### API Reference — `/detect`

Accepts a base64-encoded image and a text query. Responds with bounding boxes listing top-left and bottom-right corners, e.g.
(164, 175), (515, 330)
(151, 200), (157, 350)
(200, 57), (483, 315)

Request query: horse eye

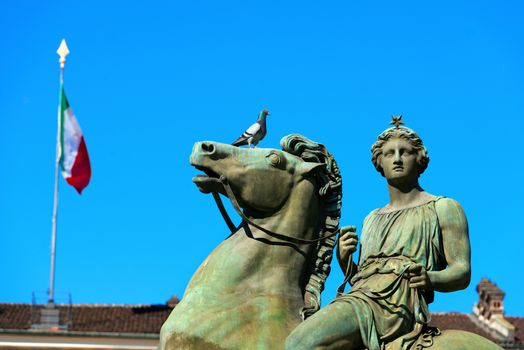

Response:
(267, 153), (281, 166)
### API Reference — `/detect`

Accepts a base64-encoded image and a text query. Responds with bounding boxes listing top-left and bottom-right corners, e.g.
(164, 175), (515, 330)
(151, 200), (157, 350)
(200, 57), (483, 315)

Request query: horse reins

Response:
(210, 175), (353, 294)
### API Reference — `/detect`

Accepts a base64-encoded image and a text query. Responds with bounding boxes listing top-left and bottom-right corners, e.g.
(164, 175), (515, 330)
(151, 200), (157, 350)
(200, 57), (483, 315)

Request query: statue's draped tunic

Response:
(334, 197), (446, 350)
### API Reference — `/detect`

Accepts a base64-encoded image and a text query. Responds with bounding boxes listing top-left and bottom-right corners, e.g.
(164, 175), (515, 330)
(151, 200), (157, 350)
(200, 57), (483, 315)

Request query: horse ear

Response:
(297, 162), (326, 176)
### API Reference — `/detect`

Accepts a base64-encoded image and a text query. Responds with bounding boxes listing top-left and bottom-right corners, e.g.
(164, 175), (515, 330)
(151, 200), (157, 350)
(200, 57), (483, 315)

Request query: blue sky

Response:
(0, 1), (524, 316)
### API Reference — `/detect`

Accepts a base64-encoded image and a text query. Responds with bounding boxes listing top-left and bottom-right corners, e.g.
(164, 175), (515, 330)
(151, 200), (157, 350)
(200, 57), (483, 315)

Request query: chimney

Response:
(166, 294), (180, 309)
(473, 278), (515, 342)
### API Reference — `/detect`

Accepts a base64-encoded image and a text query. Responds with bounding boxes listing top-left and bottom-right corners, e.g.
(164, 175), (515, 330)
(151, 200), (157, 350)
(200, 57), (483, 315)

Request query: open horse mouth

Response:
(193, 165), (224, 193)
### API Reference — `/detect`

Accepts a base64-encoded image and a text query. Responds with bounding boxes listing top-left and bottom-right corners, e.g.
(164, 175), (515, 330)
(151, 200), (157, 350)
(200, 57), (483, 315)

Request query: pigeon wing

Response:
(232, 123), (260, 146)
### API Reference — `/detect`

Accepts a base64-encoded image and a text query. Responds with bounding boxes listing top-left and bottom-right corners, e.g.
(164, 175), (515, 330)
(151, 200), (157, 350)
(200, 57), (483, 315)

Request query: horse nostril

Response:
(202, 142), (215, 154)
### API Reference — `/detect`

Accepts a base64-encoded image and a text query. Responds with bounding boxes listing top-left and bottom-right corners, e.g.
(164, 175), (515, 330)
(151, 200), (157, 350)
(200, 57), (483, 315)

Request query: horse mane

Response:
(280, 134), (342, 319)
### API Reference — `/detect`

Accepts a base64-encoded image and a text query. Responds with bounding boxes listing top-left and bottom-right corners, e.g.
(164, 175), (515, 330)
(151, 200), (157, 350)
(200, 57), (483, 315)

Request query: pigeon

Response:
(232, 109), (269, 148)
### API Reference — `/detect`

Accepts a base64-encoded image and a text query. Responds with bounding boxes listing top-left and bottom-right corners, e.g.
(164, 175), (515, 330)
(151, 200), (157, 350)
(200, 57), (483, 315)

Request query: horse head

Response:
(159, 135), (342, 349)
(190, 141), (325, 212)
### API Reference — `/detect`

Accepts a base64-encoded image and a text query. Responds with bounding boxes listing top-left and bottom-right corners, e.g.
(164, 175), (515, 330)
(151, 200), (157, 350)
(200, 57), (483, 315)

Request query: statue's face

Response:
(380, 138), (419, 181)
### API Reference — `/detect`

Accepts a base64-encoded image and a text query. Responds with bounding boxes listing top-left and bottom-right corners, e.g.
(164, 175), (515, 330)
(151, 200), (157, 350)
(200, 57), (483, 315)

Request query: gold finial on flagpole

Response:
(56, 39), (69, 69)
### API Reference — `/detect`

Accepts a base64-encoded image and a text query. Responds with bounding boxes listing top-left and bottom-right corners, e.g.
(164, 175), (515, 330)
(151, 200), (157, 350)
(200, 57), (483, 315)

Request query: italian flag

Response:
(58, 84), (91, 194)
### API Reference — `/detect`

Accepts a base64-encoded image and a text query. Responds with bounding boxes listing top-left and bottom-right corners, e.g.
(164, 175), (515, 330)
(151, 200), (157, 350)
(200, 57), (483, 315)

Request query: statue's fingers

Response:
(409, 276), (424, 283)
(408, 264), (423, 274)
(340, 226), (357, 235)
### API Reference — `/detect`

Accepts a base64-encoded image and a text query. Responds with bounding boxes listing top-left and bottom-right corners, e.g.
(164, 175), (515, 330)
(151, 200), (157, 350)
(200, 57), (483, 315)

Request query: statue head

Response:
(371, 116), (429, 176)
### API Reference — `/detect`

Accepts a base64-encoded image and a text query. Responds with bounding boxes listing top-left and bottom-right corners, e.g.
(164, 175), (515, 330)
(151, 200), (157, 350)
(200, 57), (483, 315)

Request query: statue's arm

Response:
(428, 198), (471, 292)
(337, 226), (358, 278)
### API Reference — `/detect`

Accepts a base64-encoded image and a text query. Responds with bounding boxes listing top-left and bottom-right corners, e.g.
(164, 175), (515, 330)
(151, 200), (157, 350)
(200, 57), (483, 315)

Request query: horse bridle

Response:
(210, 175), (353, 294)
(212, 175), (340, 244)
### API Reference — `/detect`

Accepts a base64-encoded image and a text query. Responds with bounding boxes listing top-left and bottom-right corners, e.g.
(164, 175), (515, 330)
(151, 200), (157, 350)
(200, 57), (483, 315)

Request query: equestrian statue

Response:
(159, 123), (501, 350)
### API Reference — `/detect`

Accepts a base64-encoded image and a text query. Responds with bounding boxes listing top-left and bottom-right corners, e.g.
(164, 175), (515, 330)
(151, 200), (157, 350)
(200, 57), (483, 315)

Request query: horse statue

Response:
(159, 134), (342, 350)
(159, 134), (501, 350)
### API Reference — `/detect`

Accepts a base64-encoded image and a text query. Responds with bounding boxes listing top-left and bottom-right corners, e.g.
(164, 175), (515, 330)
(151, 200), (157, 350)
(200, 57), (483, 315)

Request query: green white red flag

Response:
(58, 84), (91, 194)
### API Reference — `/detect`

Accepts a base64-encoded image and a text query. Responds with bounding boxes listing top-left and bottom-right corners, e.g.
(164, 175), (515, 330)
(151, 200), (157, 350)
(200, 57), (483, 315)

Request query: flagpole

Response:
(48, 39), (69, 304)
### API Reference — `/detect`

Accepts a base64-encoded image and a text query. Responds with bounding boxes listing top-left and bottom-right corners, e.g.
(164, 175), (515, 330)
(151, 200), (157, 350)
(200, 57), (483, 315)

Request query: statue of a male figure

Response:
(286, 117), (474, 350)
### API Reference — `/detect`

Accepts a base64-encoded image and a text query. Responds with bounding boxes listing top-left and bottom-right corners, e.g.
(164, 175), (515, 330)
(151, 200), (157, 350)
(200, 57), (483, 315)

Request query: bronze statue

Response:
(286, 116), (500, 350)
(159, 135), (342, 350)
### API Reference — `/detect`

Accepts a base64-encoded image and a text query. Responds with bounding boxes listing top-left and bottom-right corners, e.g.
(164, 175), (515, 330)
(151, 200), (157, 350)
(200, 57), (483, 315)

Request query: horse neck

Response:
(250, 179), (321, 239)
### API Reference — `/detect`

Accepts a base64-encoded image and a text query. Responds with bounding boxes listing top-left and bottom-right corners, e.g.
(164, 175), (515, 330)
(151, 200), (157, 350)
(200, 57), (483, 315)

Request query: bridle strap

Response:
(208, 175), (353, 295)
(212, 192), (237, 233)
(209, 175), (340, 244)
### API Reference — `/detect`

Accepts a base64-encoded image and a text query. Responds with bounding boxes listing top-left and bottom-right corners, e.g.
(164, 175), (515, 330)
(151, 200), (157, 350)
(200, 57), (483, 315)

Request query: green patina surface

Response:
(159, 124), (500, 350)
(159, 135), (340, 349)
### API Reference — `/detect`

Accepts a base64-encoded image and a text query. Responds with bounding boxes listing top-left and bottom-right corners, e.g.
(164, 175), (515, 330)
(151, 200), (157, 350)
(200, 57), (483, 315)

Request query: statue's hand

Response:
(338, 226), (358, 261)
(408, 264), (433, 290)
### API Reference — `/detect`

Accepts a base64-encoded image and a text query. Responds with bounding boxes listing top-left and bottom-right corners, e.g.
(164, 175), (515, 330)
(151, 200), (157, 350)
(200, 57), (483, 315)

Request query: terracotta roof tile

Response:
(0, 303), (524, 344)
(431, 312), (496, 341)
(0, 303), (172, 333)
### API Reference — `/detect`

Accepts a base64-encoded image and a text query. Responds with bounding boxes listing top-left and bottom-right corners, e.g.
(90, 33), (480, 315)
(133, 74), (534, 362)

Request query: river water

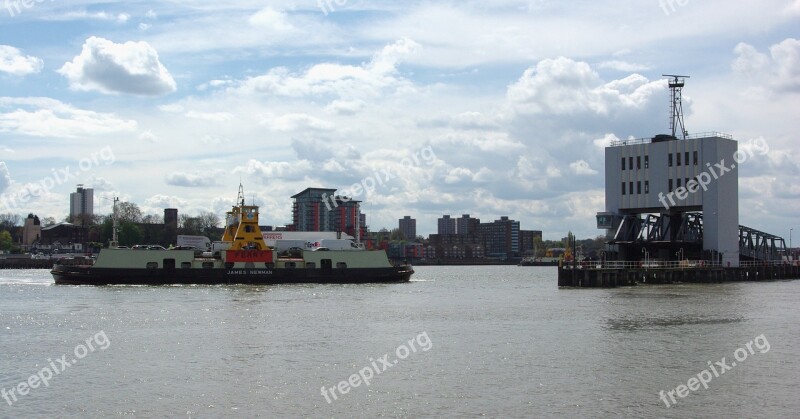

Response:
(0, 266), (800, 418)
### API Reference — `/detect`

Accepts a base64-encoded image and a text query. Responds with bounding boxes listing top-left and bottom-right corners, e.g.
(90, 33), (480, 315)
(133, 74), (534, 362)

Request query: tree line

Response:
(0, 202), (221, 251)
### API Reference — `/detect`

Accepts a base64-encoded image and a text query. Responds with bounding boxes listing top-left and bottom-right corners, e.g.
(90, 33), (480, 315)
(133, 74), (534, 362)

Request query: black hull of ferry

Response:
(50, 266), (414, 285)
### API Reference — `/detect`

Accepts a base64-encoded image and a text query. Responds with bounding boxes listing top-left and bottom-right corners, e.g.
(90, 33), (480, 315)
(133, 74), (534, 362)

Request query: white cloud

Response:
(0, 97), (136, 138)
(249, 6), (294, 32)
(325, 99), (367, 115)
(233, 160), (314, 182)
(508, 57), (663, 115)
(731, 38), (800, 93)
(598, 60), (650, 73)
(0, 45), (44, 76)
(166, 172), (217, 188)
(186, 111), (235, 122)
(0, 161), (12, 194)
(238, 39), (421, 101)
(58, 36), (176, 96)
(262, 113), (333, 132)
(139, 130), (158, 143)
(143, 194), (186, 213)
(592, 134), (620, 149)
(569, 160), (598, 176)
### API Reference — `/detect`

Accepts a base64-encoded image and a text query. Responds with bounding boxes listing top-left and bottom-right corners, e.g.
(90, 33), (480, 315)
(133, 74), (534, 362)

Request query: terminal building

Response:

Task to complete
Copy the records above word for word, starting at their first line and continuing through the line containing "(267, 153), (281, 166)", both ends included. Leave out the picture.

Answer below
### API Reference — `/detect`

Accepts a base64-encoded image and a text query. Responds with bounding boxes listing top-left and bottom-right corners, e.g.
(164, 175), (515, 330)
(151, 200), (157, 350)
(200, 57), (483, 315)

Request query: horse eye


Response:
(267, 153), (281, 166)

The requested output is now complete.